> _Apply what you read_:
1. Reproduce word for word the section of the article about the river water export proposal, starting at "The bags would" and ending at "proposed in California.".
2. Answer these questions using the article about the river water export proposal:
(a) How wide and how long would the water bag off Gualala be?
(b) How long would the public comment period be?
(c) About how much concrete piping would carry the water to the offshore bag?

> _Passage provided_:
* * * * *

| This article was published in the
Independent Coast Observer
on January 18, 2002.
Courtesy Independent Coast Observer, Gualala, CA
Alaska Water Exports of Anchorage filed applications last June to take water from the Gualala and Albion Rivers for export to San Diego.
The state will give public notice of the proposal in a month or so, and open a comment period of 60 days, said Kathryn Gaffney of the Division of Water Rights, California State Water Resources Control Board. The state regards this as a major project.
Ric Davidge of Arctic Water Exports said he is the former director of water for the state of Alaska. San Diego needs 20,000 acre feet of water by 2004; Davidge put together a team of scientists that looked at all the water outflows in the western U.S.
They found only two, the Gualala River and the Albion River, “that could reasonably withstand a take of water, that would not interfere with the ecosytem, which we will protect.” Some people may remember that about 20 years ago the Governor of Alaska, Walter Hickle, proposed a pipeline to carry Alaska water to Southern California. Davidge said he is the one who as state water chief had to tell the governor it would not work.
This proposal would use floating plastic water bags instead of a pipeline. The one off Gualala would be 250 feet wide by 1,000 feet long. Davidge says it will be invisible out there. This concept was adapted from the oil and gas industry.
The bags would fill when the rivers could handle the withdrawal, mainly between October and May, he said. Barges would then tow the water bags south.
The application proposes to take 40 to 170 cubic feet per second per day during winter flows, for a maximum of 20,000 acre feet per year.
“We do not get involved in rivers where the water cannot be harvested in an environmentally sound manner,” said Davidge.
The ICO called about a dozen interested parties statewide, including the Sonoma and Mendocino County planners listed in the application and the major landowner near the proposed diversions. They reacted to the project with anything from laughter to outrage.
Most could not comment because this was the first they heard of it. Considering the response, this may be the first such project proposed in California.
Mendocino County Hydrologist Dennis Slota said he has read about the water bag technology. He said the project would be considered an out-of-basin water transfer, which would raise a concern with the state.
“People are inclined not to favor out-of-basin transfers,” Slota said. One intake would be located near the Gualala Arts Center, and another below Switchville. Fish biologists generally regard the green bridge near Elk Prairie, far upstream from the proposed intakes, to be the limit of tidal influence that defines the Gualala River estuary.
Cisterns and weirs would be built with pumps to send the water through about 7,700 feet of concrete piping to the offshore water bag.

* * * * *

> _Dataset section_:
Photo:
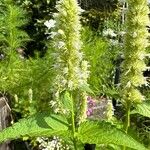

* * * * *

> _List of solutions_:
1.
The bags would fill when the rivers could handle the withdrawal, mainly between October and May, he said. Barges would then tow the water bags south.
The application proposes to take 40 to 170 cubic feet per second per day during winter flows, for a maximum of 20,000 acre feet per year.
“We do not get involved in rivers where the water cannot be harvested in an environmentally sound manner,” said Davidge.
The ICO called about a dozen interested parties statewide, including the Sonoma and Mendocino County planners listed in the application and the major landowner near the proposed diversions. They reacted to the project with anything from laughter to outrage.
Most could not comment because this was the first they heard of it. Considering the response, this may be the first such project proposed in California.

2.
(a) 250 feet wide by 1,000 feet long.
(b) 60 days.
(c) About 7,700 feet.